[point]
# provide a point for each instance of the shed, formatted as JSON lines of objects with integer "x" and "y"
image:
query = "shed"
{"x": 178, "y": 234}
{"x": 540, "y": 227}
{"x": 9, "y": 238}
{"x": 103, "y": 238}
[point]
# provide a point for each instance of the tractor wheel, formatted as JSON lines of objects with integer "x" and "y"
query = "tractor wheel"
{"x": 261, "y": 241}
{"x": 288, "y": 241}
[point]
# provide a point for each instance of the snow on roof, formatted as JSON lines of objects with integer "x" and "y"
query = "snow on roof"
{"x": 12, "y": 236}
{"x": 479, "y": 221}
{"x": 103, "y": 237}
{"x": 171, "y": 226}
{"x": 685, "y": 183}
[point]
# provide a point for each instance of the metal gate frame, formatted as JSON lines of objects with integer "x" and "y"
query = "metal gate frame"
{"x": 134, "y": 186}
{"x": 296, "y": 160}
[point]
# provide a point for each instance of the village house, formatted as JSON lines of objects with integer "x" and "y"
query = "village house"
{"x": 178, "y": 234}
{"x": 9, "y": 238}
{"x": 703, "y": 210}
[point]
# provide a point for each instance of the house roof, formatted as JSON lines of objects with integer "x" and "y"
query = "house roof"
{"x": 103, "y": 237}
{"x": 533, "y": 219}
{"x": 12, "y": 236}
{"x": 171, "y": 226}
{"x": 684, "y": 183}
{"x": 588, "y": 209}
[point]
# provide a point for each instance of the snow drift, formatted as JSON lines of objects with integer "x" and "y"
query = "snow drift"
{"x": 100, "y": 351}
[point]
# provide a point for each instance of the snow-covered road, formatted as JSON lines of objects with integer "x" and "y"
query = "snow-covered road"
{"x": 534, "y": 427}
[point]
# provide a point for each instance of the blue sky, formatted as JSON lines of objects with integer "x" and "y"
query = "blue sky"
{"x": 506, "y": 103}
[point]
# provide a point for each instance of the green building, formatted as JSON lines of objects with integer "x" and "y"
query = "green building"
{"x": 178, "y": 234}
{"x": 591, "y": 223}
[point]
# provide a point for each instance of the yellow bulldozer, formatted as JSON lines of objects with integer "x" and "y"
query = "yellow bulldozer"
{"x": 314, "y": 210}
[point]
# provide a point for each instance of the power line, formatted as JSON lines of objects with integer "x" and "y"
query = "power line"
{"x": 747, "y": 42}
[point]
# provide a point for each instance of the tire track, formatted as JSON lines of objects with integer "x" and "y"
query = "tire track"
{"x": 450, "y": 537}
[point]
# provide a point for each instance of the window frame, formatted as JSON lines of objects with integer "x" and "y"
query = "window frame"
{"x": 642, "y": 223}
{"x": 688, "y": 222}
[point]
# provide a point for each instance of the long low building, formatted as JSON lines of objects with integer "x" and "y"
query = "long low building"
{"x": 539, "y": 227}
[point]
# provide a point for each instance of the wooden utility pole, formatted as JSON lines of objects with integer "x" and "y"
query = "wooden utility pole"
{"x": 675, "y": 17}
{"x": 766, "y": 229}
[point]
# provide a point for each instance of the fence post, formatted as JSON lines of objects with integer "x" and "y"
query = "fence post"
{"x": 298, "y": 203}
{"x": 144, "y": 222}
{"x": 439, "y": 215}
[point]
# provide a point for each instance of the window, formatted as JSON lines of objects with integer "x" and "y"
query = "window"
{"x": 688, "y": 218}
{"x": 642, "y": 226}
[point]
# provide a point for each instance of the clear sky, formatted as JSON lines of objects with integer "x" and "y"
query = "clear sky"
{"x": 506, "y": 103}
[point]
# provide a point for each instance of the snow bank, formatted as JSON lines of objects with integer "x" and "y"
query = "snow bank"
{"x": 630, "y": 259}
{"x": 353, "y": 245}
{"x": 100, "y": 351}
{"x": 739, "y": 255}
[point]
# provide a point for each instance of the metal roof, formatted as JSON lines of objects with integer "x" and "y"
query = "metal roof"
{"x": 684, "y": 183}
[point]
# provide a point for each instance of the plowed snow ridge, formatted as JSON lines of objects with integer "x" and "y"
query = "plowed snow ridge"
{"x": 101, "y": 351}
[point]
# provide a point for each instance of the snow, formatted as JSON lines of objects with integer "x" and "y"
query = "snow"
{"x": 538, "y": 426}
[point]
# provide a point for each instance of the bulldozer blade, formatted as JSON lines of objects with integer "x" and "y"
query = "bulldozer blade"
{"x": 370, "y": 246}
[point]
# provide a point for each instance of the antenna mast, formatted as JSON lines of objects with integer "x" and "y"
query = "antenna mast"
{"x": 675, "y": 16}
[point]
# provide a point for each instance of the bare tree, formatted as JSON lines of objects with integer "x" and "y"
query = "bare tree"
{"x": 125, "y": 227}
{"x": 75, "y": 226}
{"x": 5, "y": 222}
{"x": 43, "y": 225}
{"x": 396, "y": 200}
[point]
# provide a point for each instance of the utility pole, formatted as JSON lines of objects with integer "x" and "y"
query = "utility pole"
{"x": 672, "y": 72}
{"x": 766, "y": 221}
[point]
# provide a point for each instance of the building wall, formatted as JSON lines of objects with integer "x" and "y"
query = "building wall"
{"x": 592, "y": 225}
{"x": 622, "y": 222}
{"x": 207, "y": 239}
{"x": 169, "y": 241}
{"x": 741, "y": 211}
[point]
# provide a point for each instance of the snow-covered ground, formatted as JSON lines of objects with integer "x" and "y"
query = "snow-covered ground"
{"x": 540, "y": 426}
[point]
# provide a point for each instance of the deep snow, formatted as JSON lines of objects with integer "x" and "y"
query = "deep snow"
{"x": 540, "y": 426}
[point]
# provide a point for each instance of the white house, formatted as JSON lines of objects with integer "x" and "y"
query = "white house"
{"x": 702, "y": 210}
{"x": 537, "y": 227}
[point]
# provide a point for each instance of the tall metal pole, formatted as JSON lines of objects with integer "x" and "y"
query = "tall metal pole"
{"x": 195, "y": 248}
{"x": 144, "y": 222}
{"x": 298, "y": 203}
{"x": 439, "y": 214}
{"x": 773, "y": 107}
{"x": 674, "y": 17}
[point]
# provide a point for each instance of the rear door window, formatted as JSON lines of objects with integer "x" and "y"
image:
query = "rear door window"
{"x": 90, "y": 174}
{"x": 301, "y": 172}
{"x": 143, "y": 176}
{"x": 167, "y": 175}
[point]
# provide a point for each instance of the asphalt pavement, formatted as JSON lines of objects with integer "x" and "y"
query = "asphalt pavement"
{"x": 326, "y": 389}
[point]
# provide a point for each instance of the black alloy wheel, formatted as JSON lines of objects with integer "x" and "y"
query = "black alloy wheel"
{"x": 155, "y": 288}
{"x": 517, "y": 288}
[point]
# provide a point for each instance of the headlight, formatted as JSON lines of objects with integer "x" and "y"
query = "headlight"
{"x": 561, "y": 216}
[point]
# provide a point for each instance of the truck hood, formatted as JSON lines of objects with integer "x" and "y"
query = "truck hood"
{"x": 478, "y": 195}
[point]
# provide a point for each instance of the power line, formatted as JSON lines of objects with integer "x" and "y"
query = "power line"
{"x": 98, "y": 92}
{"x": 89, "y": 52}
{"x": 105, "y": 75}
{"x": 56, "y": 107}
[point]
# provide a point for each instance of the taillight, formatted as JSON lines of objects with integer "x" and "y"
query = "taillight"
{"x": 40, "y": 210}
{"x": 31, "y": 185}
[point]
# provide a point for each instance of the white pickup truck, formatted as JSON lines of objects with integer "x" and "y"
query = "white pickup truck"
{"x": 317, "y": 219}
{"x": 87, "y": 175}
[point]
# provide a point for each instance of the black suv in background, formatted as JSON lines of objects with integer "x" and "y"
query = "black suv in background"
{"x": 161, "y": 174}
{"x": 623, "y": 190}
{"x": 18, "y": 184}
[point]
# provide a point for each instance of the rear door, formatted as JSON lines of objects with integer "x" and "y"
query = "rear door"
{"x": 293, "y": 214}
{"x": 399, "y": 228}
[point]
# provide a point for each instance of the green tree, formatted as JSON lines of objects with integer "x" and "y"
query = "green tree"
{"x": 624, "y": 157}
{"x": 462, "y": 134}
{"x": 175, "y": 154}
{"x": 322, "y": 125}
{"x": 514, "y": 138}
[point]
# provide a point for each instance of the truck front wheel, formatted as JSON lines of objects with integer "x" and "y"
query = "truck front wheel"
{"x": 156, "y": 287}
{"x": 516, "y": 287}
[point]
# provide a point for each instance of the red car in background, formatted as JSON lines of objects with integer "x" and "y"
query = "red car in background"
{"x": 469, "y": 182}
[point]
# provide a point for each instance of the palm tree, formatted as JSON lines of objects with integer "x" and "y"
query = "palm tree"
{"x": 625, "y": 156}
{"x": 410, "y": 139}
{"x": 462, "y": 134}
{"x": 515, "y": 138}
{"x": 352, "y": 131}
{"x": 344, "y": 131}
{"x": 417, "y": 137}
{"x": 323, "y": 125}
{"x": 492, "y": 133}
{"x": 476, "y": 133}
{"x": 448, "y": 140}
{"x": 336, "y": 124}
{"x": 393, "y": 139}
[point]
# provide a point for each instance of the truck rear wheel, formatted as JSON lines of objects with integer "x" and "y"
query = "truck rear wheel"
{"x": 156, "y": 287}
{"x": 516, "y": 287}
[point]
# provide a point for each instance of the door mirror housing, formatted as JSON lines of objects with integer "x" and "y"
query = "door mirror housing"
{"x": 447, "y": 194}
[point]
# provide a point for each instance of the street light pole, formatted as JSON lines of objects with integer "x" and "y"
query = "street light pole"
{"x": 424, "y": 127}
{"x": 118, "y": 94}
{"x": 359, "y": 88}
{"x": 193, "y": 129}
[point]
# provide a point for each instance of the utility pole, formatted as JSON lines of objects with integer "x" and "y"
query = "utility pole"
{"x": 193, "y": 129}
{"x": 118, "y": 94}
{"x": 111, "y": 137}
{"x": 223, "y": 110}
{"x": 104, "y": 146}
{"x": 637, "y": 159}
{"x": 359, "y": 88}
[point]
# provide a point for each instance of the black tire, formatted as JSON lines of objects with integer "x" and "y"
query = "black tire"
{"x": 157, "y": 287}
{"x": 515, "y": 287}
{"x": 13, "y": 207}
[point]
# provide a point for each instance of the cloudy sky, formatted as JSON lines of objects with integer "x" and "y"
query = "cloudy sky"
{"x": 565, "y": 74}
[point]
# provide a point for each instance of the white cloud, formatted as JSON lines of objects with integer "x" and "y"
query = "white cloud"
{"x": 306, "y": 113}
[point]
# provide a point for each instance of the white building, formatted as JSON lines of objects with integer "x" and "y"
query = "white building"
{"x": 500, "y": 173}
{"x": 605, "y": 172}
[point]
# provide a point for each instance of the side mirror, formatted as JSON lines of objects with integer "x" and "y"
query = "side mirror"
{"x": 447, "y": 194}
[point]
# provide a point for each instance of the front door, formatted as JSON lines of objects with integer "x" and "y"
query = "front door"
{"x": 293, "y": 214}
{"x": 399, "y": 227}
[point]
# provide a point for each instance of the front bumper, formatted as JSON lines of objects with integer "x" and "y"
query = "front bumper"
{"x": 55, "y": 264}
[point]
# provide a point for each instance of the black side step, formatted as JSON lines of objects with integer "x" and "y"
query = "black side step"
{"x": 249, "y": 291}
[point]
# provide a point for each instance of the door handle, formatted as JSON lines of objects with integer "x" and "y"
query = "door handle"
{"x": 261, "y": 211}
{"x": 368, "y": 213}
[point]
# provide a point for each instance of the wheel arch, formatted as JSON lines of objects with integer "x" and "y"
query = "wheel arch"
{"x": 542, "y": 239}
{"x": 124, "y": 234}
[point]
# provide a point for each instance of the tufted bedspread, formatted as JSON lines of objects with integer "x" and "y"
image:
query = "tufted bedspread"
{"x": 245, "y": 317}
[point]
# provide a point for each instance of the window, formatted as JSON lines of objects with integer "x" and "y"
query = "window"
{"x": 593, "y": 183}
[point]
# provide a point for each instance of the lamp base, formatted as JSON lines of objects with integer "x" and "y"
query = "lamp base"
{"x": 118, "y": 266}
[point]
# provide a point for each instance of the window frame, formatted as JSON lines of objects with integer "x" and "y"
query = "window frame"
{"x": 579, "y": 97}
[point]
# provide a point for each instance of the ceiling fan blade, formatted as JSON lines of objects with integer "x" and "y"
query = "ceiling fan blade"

------------------------------------------------------------

* THE PROBLEM: Count the lines above that contain the word "housing", with case counting. Give only the number.

* TASK RESULT: 2